_Exercise requirements_. Display each line of the rows below that contains the string "earring". Uppercase and lowercase count as different.

_Entries shown_.
☆ ☆ ☆ ☆ ☆

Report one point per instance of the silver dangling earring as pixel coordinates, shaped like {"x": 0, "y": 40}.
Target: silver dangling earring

☆ ☆ ☆ ☆ ☆

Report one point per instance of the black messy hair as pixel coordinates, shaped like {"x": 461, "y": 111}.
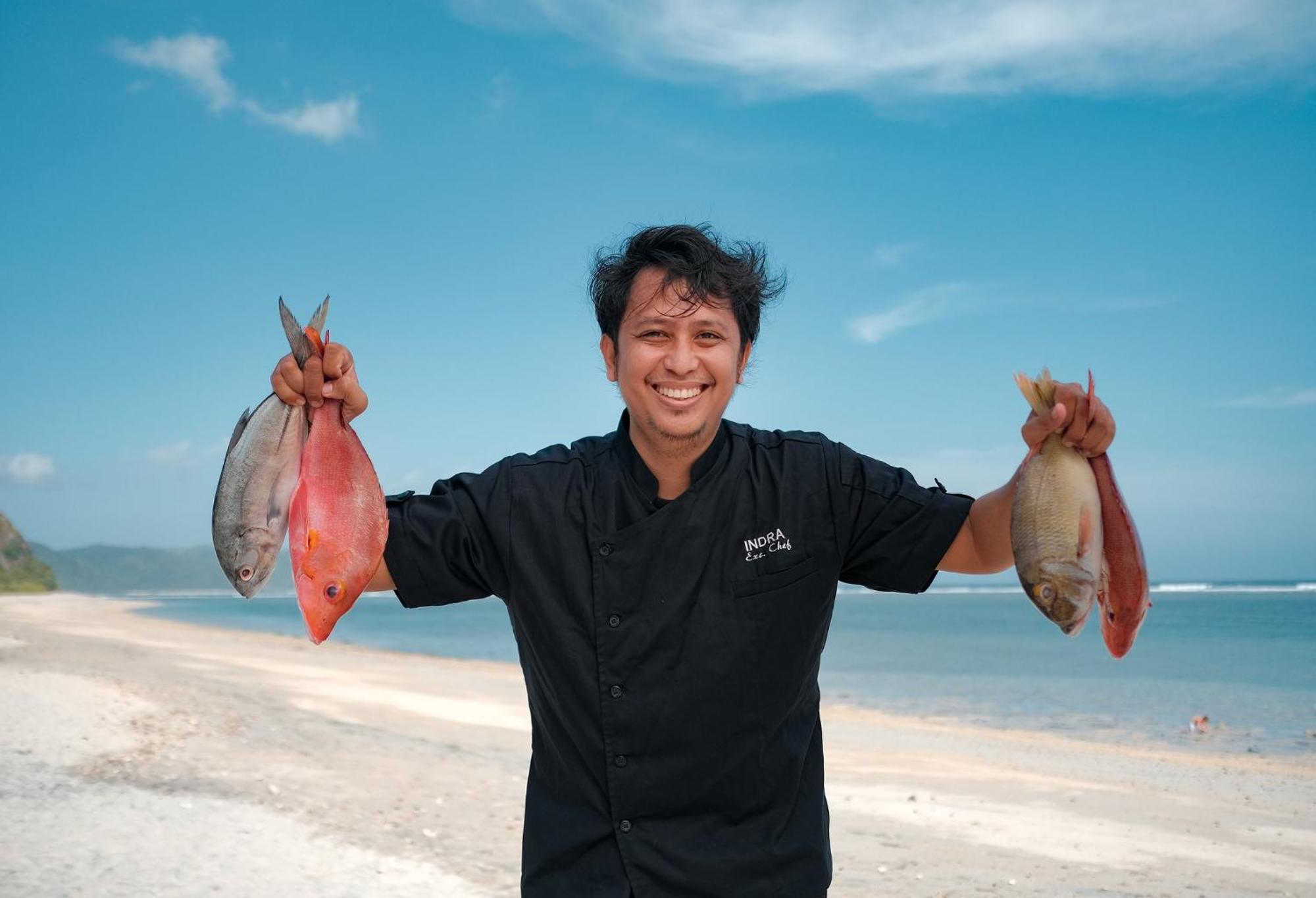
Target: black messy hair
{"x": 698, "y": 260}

☆ ☆ ☆ ☆ ☆

_Final result_.
Report one point per instance of the silver dangling earring as pixel coordinates, shaped like {"x": 0, "y": 40}.
Target: silver dangling earring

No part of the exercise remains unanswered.